▶ _Quoted text_:
BEGIN

Tuesday, February 10, 2009

Is your organization ready for an internal cloud?

I'm going to take a post off from the "-ilities" discussion (Disaster Recoverability will be up next) and spend a little time talking about the technical and organizational challenges that many Fortune 1000 companies will face in their move to an internal cloud computing infrastructure.

Since I've lived through a number of these customer engagements over the past few years I thought I'd write up my cheat sheet that basically outlines the things that you need to be aware of and get worked out in your organization before you embark on a move to cloud computing. If you don't pay attention to these, I predict you'll be frustrated along the way by the organizational tension that a move such as this will cause.

Internal clouds are a game-changer on the economics front for companies that have large investments in IT. Creating a cloud-style architecture inside your own data center allows the company to unlock the excess capacity of their existing infrastructure (often locked into vertical stovepipes supporting specific applications.) Once this excess capacity is released for use within the IT environment, the company can then decrease their capital purchasing until the newfound capacity is consumed by new applications. In addition to the capital savings as a result of not having to purchase new hardware to run new applications, there are substantial power savings to the company as well, since the excess capacity is no longer powered up all the time, and is instead brought online only when needed.

Now, this sounds like motherhood and apple pie to me. Who wouldn't want to move to an IT environment that allowed this type of flexibility/cost savings? Well, it turns out that in many large companies the inertia of "business as usual" gets in the way of making this type of transformational change, even if they could see huge benefits in the form of business agility and cost savings (two things that almost everyone is looking for in this current economy to make them more competitive than the next guy).

If you find yourself reading the list below and going "no way, not in my company," then I'd posit that while you may desire the virtues of cloud computing, you'll really struggle to succeed. The limits you'll be placing on the solution due to the organizational issues will mean that many of the virtues of a cloud approach will be lost (I'll try to call out a few while I walk though the list to give you an idea of the trade-offs involved).

END

▶ _Given problem 1_:
Reproduce the whole post on readiness for an internal cloud, word for word.

▶ _Data entries_:
BEGIN

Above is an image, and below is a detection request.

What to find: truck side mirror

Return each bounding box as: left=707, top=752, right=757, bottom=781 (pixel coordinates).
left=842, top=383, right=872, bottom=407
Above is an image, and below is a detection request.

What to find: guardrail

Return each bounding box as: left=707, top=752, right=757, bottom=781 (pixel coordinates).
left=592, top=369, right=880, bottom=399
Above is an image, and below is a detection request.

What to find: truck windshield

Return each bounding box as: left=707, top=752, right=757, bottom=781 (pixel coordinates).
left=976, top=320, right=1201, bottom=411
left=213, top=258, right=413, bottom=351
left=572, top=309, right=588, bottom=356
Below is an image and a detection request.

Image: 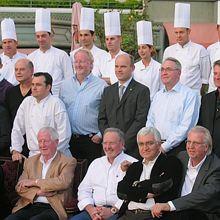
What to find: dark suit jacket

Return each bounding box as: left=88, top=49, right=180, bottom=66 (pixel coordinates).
left=117, top=153, right=182, bottom=203
left=172, top=152, right=220, bottom=220
left=98, top=79, right=150, bottom=156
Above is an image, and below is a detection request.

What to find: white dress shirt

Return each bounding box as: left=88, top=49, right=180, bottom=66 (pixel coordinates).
left=78, top=152, right=137, bottom=210
left=10, top=95, right=71, bottom=156
left=101, top=50, right=125, bottom=84
left=163, top=41, right=211, bottom=92
left=70, top=44, right=108, bottom=77
left=134, top=58, right=162, bottom=101
left=146, top=83, right=201, bottom=152
left=28, top=46, right=73, bottom=96
left=207, top=41, right=220, bottom=92
left=128, top=154, right=160, bottom=210
left=0, top=52, right=27, bottom=86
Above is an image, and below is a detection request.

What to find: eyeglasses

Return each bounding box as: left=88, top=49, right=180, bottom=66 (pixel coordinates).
left=185, top=140, right=206, bottom=147
left=160, top=67, right=178, bottom=73
left=138, top=141, right=160, bottom=147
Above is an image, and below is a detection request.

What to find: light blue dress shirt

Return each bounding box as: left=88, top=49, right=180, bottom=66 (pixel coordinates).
left=146, top=83, right=201, bottom=152
left=60, top=74, right=107, bottom=135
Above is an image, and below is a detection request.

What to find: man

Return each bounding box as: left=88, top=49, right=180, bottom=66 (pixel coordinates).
left=117, top=127, right=182, bottom=220
left=71, top=128, right=136, bottom=220
left=146, top=57, right=200, bottom=154
left=101, top=11, right=125, bottom=84
left=0, top=18, right=26, bottom=85
left=10, top=72, right=71, bottom=161
left=163, top=3, right=211, bottom=94
left=28, top=8, right=73, bottom=96
left=6, top=127, right=76, bottom=220
left=152, top=126, right=220, bottom=220
left=60, top=49, right=106, bottom=164
left=70, top=8, right=107, bottom=76
left=198, top=60, right=220, bottom=157
left=98, top=54, right=150, bottom=158
left=5, top=58, right=34, bottom=124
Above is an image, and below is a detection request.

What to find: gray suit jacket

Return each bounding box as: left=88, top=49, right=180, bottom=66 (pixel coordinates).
left=172, top=152, right=220, bottom=219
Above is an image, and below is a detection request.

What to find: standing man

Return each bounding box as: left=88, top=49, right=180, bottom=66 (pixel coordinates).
left=5, top=58, right=34, bottom=124
left=71, top=128, right=136, bottom=220
left=60, top=49, right=106, bottom=164
left=70, top=8, right=107, bottom=76
left=152, top=126, right=220, bottom=220
left=101, top=11, right=125, bottom=84
left=28, top=8, right=73, bottom=96
left=163, top=3, right=211, bottom=94
left=98, top=54, right=150, bottom=158
left=10, top=72, right=71, bottom=161
left=198, top=60, right=220, bottom=157
left=146, top=57, right=200, bottom=154
left=6, top=127, right=76, bottom=220
left=0, top=18, right=27, bottom=85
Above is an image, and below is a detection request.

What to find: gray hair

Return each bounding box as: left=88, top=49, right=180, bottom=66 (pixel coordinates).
left=38, top=127, right=59, bottom=141
left=137, top=127, right=161, bottom=142
left=74, top=48, right=94, bottom=63
left=163, top=57, right=182, bottom=71
left=103, top=128, right=125, bottom=143
left=188, top=126, right=213, bottom=155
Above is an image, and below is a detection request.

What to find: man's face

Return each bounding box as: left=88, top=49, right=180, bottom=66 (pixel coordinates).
left=137, top=134, right=161, bottom=161
left=35, top=31, right=51, bottom=51
left=74, top=52, right=93, bottom=77
left=2, top=39, right=18, bottom=57
left=102, top=132, right=124, bottom=161
left=138, top=44, right=152, bottom=60
left=174, top=28, right=190, bottom=46
left=213, top=65, right=220, bottom=89
left=186, top=131, right=208, bottom=165
left=15, top=59, right=33, bottom=83
left=31, top=76, right=51, bottom=101
left=115, top=54, right=134, bottom=84
left=79, top=30, right=94, bottom=48
left=37, top=131, right=58, bottom=160
left=105, top=35, right=121, bottom=52
left=161, top=60, right=180, bottom=90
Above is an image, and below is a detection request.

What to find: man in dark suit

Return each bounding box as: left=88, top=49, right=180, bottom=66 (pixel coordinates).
left=118, top=127, right=182, bottom=220
left=152, top=126, right=220, bottom=220
left=98, top=54, right=150, bottom=158
left=198, top=60, right=220, bottom=157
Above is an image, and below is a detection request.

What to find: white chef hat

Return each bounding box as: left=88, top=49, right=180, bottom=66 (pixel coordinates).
left=1, top=18, right=17, bottom=41
left=104, top=11, right=121, bottom=36
left=174, top=3, right=190, bottom=28
left=137, top=21, right=153, bottom=45
left=35, top=8, right=51, bottom=33
left=80, top=8, right=95, bottom=31
left=217, top=1, right=220, bottom=25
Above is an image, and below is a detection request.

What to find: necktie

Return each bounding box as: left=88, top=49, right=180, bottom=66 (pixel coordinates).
left=119, top=85, right=125, bottom=101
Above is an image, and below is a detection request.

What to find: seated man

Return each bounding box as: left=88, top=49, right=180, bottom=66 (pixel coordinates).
left=6, top=127, right=76, bottom=220
left=152, top=126, right=220, bottom=220
left=118, top=127, right=182, bottom=220
left=71, top=128, right=136, bottom=220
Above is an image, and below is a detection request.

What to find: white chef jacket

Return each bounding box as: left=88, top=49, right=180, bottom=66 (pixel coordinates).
left=10, top=94, right=71, bottom=156
left=0, top=52, right=27, bottom=86
left=101, top=50, right=125, bottom=84
left=163, top=41, right=211, bottom=91
left=78, top=152, right=137, bottom=210
left=28, top=46, right=73, bottom=96
left=207, top=41, right=220, bottom=92
left=133, top=58, right=162, bottom=100
left=146, top=82, right=201, bottom=152
left=70, top=44, right=108, bottom=77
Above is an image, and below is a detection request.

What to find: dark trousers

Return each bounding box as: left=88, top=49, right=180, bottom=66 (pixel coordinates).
left=5, top=203, right=59, bottom=220
left=70, top=135, right=103, bottom=165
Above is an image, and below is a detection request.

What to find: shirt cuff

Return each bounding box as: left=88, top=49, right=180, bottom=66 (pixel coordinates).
left=168, top=201, right=176, bottom=212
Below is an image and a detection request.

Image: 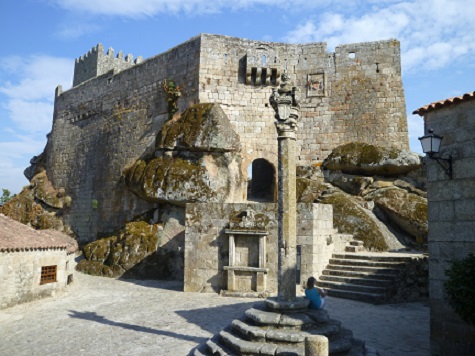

END

▶ _Given problem 2_:
Rewrite the records from their first line up to and including the line with "left=592, top=369, right=880, bottom=399", replacing "guardrail" with "crash barrier" and leaving everything else as is. Return only those lines.

▶ _Exercise result 1_:
Tuesday, February 10, 2009

Is your organization ready for an internal cloud?

I'm going to take a post off from the "-ilities" discussion (Disaster Recoverability will be up next) and spend a little time talking about the technical and organizational challenges that many Fortune 1000 companies will face in their move to an internal cloud computing infrastructure.

Since I've lived through a number of these customer engagements over the past few years I thought I'd write up my cheat sheet that basically outlines the things that you need to be aware of and get worked out in your organization before you embark on a move to cloud computing. If you don't pay attention to these, I predict you'll be frustrated along the way by the organizational tension that a move such as this will cause.

Internal clouds are a game-changer on the economics front for companies that have large investments in IT. Creating a cloud-style architecture inside your own data center allows the company to unlock the excess capacity of their existing infrastructure (often locked into vertical stovepipes supporting specific applications.) Once this excess capacity is released for use within the IT environment, the company can then decrease their capital purchasing until the newfound capacity is consumed by new applications. In addition to the capital savings as a result of not having to purchase new hardware to run new applications, there are substantial power savings to the company as well, since the excess capacity is no longer powered up all the time, and is instead brought online only when needed.

Now, this sounds like motherhood and apple pie to me. Who wouldn't want to move to an IT environment that allowed this type of flexibility/cost savings? Well, it turns out that in many large companies the inertia of "business as usual" gets in the way of making this type of transformational change, even if they could see huge benefits in the form of business agility and cost savings (two things that almost everyone is looking for in this current economy to make them more competitive than the next guy).

If you find yourself reading the list below and going "no way, not in my company," then I'd posit that while you may desire the virtues of cloud computing, you'll really struggle to succeed. The limits you'll be placing on the solution due to the organizational issues will mean that many of the virtues of a cloud approach will be lost (I'll try to call out a few while I walk though the list to give you an idea of the trade-offs involved).

▶ _Exercise result 2_:
Above is an image, and below is a detection request.

What to find: truck side mirror

Return each bounding box as: left=707, top=752, right=757, bottom=781 (pixel coordinates).
left=842, top=383, right=872, bottom=407
Above is an image, and below is a detection request.

What to find: crash barrier

Return each bounding box as: left=707, top=752, right=757, bottom=781 (pixel coordinates).
left=592, top=369, right=880, bottom=399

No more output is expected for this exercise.